_Instructions to follow_
Report every line of the records that contains the word "pink", treating uppercase and lowercase letters as different.
* * * * * * *
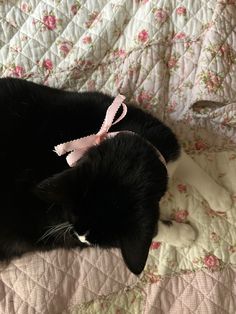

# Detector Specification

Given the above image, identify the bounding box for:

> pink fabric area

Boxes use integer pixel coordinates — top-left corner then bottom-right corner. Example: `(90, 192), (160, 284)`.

(144, 267), (236, 314)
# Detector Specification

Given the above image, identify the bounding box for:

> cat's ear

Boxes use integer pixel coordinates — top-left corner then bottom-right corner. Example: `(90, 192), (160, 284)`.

(120, 221), (154, 275)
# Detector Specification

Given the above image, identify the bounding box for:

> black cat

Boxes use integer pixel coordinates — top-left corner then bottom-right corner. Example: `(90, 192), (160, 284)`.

(0, 78), (180, 274)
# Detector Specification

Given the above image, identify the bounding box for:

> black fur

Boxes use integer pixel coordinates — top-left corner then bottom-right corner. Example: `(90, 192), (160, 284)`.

(0, 78), (179, 274)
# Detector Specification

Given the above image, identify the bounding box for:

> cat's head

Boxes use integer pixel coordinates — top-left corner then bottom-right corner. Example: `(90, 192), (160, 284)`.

(35, 133), (167, 274)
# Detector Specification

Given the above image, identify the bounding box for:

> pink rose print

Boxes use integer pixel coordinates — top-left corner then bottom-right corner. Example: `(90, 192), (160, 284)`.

(150, 241), (161, 250)
(59, 41), (73, 57)
(167, 57), (177, 69)
(11, 65), (25, 78)
(195, 139), (208, 150)
(177, 183), (187, 193)
(203, 254), (220, 269)
(154, 9), (168, 23)
(113, 49), (126, 58)
(210, 232), (220, 242)
(43, 14), (57, 31)
(82, 36), (92, 44)
(43, 59), (53, 71)
(138, 29), (148, 43)
(70, 4), (79, 15)
(175, 209), (188, 222)
(176, 7), (187, 15)
(174, 32), (186, 40)
(85, 11), (99, 28)
(200, 71), (221, 92)
(20, 2), (31, 13)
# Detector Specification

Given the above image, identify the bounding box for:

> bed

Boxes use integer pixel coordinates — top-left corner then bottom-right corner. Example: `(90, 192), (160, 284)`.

(0, 0), (236, 314)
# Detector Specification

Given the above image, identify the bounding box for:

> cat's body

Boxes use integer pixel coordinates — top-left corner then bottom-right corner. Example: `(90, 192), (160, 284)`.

(0, 79), (232, 273)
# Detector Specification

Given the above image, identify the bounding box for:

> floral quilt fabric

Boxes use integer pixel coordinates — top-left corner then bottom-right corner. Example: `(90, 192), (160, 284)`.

(0, 0), (236, 313)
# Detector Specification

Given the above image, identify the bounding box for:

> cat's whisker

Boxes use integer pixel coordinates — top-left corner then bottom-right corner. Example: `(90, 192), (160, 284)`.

(37, 222), (72, 242)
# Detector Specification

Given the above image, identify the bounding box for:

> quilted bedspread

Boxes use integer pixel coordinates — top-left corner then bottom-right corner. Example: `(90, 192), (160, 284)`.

(0, 0), (236, 314)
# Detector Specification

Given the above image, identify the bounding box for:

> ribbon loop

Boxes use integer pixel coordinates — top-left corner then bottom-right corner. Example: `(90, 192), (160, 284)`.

(54, 95), (127, 167)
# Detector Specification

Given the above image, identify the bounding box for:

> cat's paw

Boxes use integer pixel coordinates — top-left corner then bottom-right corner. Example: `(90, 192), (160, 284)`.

(207, 188), (233, 211)
(163, 221), (197, 247)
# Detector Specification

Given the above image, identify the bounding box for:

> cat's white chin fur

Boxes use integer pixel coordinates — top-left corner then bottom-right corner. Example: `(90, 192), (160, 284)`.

(153, 221), (197, 247)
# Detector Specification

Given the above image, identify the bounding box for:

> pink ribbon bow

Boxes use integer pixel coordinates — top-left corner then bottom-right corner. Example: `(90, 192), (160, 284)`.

(54, 95), (127, 167)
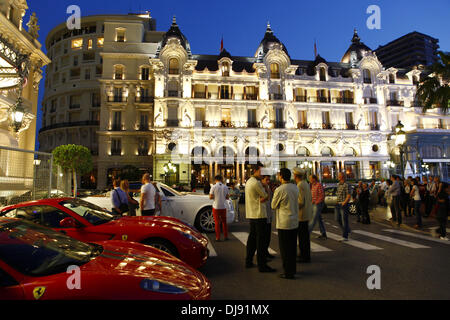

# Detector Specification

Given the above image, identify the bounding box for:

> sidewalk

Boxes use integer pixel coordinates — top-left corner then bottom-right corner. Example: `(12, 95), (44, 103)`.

(369, 206), (438, 235)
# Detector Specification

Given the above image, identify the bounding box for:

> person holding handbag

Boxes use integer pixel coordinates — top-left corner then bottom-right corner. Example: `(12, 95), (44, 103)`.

(111, 179), (129, 215)
(120, 180), (139, 216)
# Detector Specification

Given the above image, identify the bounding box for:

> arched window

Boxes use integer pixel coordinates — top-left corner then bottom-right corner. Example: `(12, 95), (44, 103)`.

(389, 73), (395, 83)
(141, 66), (150, 80)
(320, 147), (333, 157)
(114, 65), (125, 80)
(169, 58), (180, 74)
(222, 62), (230, 77)
(319, 67), (327, 81)
(344, 147), (356, 157)
(297, 147), (310, 157)
(363, 69), (372, 83)
(270, 63), (280, 79)
(421, 145), (442, 159)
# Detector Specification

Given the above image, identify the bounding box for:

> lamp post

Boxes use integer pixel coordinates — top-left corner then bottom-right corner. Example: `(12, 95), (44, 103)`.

(33, 159), (41, 200)
(163, 161), (177, 183)
(395, 120), (406, 178)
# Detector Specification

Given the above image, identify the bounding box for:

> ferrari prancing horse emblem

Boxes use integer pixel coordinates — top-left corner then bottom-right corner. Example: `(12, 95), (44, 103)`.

(33, 287), (45, 300)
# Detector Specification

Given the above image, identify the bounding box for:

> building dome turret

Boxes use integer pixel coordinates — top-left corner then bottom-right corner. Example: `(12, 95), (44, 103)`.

(341, 29), (372, 67)
(255, 22), (289, 62)
(156, 16), (192, 56)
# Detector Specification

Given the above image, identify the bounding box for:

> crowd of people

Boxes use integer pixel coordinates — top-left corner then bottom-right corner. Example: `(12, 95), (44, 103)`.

(111, 169), (450, 279)
(111, 173), (161, 216)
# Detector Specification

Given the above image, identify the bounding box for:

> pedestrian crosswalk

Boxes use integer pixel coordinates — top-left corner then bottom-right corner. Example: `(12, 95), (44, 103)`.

(313, 231), (381, 250)
(272, 231), (333, 252)
(353, 230), (429, 249)
(208, 223), (450, 257)
(383, 229), (450, 245)
(231, 232), (277, 254)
* * * * * * *
_Exercise answer_
> pink fabric area
> pink rose print
> pink ribbon bow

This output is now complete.